# Problem to work on
List every line in the material below that contains the word "green" and copy each of those lines in full.
* BEGIN Record excerpts *
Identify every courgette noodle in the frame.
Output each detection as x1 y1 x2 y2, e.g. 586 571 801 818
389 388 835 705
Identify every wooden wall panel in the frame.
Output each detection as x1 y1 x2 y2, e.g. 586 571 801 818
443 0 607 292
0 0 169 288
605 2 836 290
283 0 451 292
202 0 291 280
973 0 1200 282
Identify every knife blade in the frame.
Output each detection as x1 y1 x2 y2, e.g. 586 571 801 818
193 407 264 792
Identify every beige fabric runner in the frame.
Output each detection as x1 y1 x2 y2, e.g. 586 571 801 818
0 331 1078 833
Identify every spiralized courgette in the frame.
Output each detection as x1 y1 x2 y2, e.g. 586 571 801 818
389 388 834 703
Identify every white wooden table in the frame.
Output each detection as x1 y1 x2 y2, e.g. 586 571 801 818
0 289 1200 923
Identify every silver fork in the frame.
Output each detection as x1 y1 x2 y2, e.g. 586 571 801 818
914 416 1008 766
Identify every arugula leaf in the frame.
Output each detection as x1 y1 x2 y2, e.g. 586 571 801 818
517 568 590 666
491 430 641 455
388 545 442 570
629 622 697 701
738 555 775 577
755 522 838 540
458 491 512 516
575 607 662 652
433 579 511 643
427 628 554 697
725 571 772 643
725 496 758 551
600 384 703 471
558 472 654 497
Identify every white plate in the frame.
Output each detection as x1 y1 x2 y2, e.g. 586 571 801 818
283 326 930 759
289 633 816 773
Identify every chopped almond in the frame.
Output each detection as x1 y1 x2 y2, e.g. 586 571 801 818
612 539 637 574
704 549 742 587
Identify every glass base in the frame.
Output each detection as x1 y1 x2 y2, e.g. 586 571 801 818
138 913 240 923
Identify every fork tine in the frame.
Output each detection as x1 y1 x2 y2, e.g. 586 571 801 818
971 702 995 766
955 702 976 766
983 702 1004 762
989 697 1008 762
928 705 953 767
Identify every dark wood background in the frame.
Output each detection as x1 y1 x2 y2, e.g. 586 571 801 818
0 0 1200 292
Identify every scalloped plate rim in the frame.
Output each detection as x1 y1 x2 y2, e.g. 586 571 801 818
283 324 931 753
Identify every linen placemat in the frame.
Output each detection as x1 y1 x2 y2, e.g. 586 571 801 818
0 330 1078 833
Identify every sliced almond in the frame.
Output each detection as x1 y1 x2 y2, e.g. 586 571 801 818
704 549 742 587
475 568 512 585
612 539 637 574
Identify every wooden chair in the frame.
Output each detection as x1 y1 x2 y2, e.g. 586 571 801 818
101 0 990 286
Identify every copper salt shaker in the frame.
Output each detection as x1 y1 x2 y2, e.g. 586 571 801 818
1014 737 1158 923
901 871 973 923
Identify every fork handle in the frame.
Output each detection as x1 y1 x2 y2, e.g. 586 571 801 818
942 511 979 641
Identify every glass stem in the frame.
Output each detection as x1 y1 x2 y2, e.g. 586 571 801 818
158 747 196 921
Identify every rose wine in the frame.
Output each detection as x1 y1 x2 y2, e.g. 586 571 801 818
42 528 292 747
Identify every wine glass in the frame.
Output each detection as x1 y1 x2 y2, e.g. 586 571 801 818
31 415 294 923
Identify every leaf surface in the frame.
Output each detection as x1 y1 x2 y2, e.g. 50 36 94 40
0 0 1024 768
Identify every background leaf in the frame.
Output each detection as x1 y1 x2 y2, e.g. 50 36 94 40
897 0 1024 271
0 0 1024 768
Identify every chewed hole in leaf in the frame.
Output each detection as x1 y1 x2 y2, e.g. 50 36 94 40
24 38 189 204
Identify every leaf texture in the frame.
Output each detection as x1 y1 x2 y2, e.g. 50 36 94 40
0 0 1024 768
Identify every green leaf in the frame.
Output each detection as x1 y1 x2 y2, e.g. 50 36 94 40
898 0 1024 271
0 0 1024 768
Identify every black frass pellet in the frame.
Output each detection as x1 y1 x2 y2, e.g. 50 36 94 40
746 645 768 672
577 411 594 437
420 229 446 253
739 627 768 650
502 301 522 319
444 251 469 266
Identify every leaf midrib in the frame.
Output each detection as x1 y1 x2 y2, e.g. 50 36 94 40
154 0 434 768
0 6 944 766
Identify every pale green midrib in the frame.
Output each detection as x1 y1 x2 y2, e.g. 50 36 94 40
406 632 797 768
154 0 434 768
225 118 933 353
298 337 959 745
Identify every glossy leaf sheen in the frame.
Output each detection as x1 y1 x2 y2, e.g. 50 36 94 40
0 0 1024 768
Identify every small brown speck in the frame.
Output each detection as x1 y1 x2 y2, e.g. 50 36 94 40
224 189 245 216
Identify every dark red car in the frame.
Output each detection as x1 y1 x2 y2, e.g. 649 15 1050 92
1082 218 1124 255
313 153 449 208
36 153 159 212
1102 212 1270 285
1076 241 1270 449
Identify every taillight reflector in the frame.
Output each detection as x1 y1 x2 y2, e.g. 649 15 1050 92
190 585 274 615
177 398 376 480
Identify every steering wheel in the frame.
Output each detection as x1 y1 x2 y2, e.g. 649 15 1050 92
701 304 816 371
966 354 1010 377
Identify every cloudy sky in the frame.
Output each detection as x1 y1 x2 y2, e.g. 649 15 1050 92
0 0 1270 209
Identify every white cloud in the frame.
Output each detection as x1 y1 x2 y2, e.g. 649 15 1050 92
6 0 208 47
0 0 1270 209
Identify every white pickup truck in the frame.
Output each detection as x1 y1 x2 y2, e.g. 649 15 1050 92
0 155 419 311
* END Record excerpts *
# Full response
Identify every green leaf in the frame.
Identify every pale green midrib in the frame.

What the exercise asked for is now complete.